- **PROVIDED PASSAGE**:

(begin)

The economic situation in Yemen Interview with Ms Aruna Bolaky, Economic Affairs Officer, UNCTAD
Q: You are a specialist on LDCs. What is the definition of a LDC?
As stated in the “Istanbul Programme of Action for the Least Developed Countries for the Decade 2011-2020”, the least developed countries, consisting currently of 47 countries, represent the poorest and weakest segment of the international community. Least developed countries are characterized by constraints such as low per capita income, low level of human development, and economic and structural handicaps to growth that limit resilience to vulnerabilities (IPoA, para 1).
The category of least developed countries was officially established in 1971 by the UN General Assembly with a view to attracting special international support for the most vulnerable and disadvantaged members of the United Nations family. There are currently 47 countries in the LDC category; 33 in Africa, 13 in Asia and the Pacific and 1 in Latin America (UN, 2017).

(end)

- **MATERIAL FOR THE TASK**:
(begin)

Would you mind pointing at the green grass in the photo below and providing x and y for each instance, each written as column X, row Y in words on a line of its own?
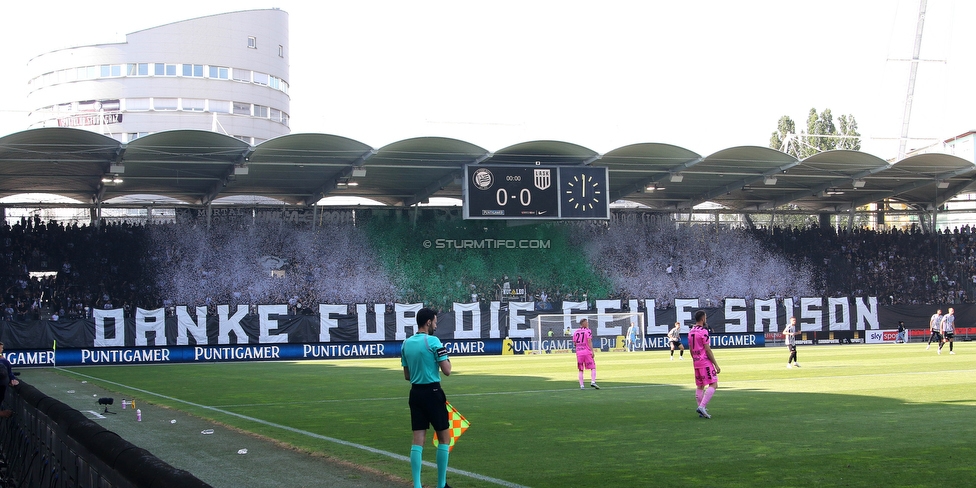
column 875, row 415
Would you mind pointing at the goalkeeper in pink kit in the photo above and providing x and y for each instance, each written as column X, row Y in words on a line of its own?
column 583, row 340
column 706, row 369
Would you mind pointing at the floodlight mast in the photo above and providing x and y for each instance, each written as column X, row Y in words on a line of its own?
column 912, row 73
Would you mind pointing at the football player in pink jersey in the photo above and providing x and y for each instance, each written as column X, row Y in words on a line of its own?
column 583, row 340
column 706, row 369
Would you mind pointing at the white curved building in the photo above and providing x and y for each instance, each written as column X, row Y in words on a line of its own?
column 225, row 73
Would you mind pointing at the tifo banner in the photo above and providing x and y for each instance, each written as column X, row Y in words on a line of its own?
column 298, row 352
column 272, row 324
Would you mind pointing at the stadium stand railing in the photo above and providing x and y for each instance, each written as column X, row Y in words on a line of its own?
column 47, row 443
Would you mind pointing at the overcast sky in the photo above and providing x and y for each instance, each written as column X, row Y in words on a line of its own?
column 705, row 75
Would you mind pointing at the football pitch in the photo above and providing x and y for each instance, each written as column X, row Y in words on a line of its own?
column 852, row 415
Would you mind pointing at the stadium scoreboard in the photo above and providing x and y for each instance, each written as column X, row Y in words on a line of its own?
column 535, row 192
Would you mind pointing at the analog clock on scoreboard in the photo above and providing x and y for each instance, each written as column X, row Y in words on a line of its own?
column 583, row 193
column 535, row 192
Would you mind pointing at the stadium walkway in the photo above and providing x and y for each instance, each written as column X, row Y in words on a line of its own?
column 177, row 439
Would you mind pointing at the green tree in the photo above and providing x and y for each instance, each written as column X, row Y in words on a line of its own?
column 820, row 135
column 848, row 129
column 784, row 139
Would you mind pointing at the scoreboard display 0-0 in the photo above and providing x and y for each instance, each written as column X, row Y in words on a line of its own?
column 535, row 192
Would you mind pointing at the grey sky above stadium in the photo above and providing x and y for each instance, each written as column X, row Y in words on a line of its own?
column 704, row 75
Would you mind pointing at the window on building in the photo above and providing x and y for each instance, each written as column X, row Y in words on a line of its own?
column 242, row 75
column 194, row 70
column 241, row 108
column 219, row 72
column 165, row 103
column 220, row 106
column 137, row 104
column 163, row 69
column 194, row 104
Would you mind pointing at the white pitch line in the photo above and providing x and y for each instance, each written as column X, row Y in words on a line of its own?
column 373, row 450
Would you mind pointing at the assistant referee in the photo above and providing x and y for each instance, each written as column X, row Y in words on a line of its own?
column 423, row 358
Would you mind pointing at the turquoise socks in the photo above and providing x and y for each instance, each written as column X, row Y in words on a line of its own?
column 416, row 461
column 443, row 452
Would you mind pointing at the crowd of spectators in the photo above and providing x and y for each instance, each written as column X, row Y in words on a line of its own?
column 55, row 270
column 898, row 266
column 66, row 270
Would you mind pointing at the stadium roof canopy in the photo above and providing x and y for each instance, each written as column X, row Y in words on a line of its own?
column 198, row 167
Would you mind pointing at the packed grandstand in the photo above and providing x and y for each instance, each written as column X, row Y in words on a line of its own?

(end)

- **THE TASKS**:
**a)** Answer these questions using the interview on least developed countries:
(i) How many countries are currently in the least developed country category?
(ii) In what year was the category officially established, and by which body?
(iii) How many of those countries are in Africa?
**b)** From the records, copy the lines word for word, starting at the line that contains "Would you mind pointing at the stadium scoreboard" and ending at the line that contains "column 177, row 439".

- **FINAL ANSWERS**:
**a)**
(i) 47 countries
(ii) 1971, by the UN General Assembly
(iii) 33

**b)**
Would you mind pointing at the stadium scoreboard in the photo above and providing x and y for each instance, each written as column X, row Y in words on a line of its own?
column 535, row 192
Would you mind pointing at the analog clock on scoreboard in the photo above and providing x and y for each instance, each written as column X, row Y in words on a line of its own?
column 583, row 193
column 535, row 192
Would you mind pointing at the stadium walkway in the photo above and providing x and y for each instance, each written as column X, row Y in words on a line of its own?
column 177, row 439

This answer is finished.